| Job |
Starting at the line that contains "hillside. Tag each instance with a single point." and continuing through the last of the entries, copy the lines out again, renaming "photograph" to "image" and leaving everything else unchanged.

| Source data |
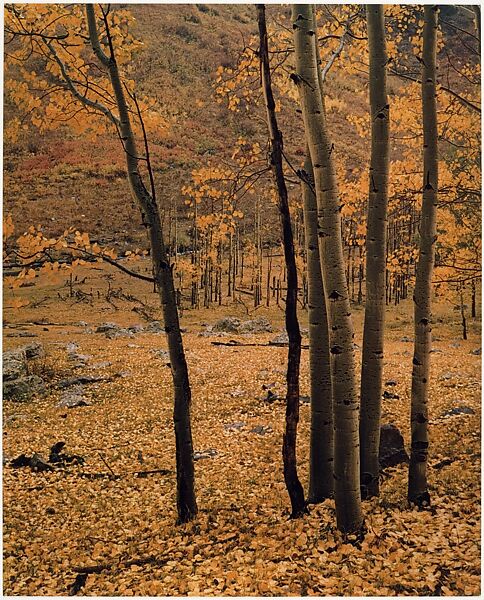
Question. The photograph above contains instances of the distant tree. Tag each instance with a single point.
(321, 453)
(374, 326)
(58, 35)
(417, 480)
(345, 395)
(294, 487)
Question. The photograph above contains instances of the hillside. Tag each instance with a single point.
(60, 180)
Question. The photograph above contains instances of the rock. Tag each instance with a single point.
(237, 426)
(210, 453)
(271, 397)
(113, 334)
(281, 339)
(14, 364)
(81, 380)
(22, 334)
(37, 463)
(80, 359)
(227, 325)
(73, 398)
(57, 457)
(34, 350)
(459, 410)
(23, 389)
(100, 365)
(155, 327)
(261, 429)
(105, 327)
(392, 448)
(123, 374)
(258, 325)
(160, 353)
(21, 461)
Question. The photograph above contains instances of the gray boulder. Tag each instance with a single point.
(227, 325)
(23, 389)
(155, 327)
(73, 398)
(14, 364)
(34, 350)
(258, 325)
(392, 448)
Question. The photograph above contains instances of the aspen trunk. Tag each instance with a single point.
(321, 441)
(345, 396)
(294, 487)
(374, 327)
(417, 481)
(186, 501)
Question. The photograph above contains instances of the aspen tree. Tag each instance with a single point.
(417, 479)
(373, 333)
(294, 487)
(321, 441)
(186, 501)
(345, 396)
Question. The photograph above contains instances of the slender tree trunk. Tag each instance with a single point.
(186, 501)
(374, 327)
(321, 441)
(294, 487)
(417, 481)
(345, 395)
(463, 315)
(477, 20)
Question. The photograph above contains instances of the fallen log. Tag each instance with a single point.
(235, 343)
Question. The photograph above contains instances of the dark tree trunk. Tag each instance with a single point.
(294, 487)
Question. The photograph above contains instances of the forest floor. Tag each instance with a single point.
(242, 542)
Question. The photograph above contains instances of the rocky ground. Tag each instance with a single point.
(89, 470)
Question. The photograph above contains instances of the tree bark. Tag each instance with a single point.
(374, 327)
(186, 501)
(345, 396)
(294, 487)
(321, 458)
(417, 482)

| Solution |
Question. The image above contains instances of the hillside. Tag each instance with a single point.
(60, 180)
Question. The image above contains instances of the rock. Tag each instance with a single point.
(237, 426)
(210, 453)
(271, 397)
(113, 334)
(281, 339)
(14, 364)
(81, 380)
(22, 334)
(37, 463)
(80, 359)
(227, 325)
(73, 398)
(57, 457)
(34, 350)
(459, 410)
(23, 389)
(100, 365)
(155, 327)
(261, 429)
(105, 327)
(392, 448)
(123, 374)
(258, 325)
(160, 353)
(21, 461)
Question. The image above contains instances of the gray boulder. Tag each instance with a single point.
(227, 325)
(23, 389)
(155, 327)
(73, 398)
(14, 364)
(34, 350)
(258, 325)
(392, 448)
Question. The image above contains instances of the aspen trunk. Tag each instance with a single point.
(321, 441)
(345, 396)
(294, 487)
(374, 327)
(417, 481)
(186, 501)
Question. The image above contains instances of the aspen tree. Tag each instance with a single point.
(417, 479)
(373, 333)
(294, 487)
(321, 441)
(186, 501)
(345, 396)
Question. The image above contains instances of the slender tree trunk. Tag each instance with a single point.
(186, 501)
(374, 327)
(321, 441)
(294, 487)
(417, 481)
(345, 395)
(463, 315)
(477, 20)
Question. The image above contains instances of the fallen log. Tag each instance with a single point.
(235, 343)
Question. The image above contains instances of the dark tree trunk. Tag each instance with a single point.
(294, 487)
Question. The image above contains instances of the forest floor. Tag each instance with a single point.
(242, 542)
Question. The image above contains instances of the rocky ground. Tag each instance with a single point.
(89, 470)
Question. The image above contains instances of the tree bark. Tag each instance with a single point.
(374, 327)
(186, 501)
(345, 396)
(294, 487)
(321, 458)
(417, 482)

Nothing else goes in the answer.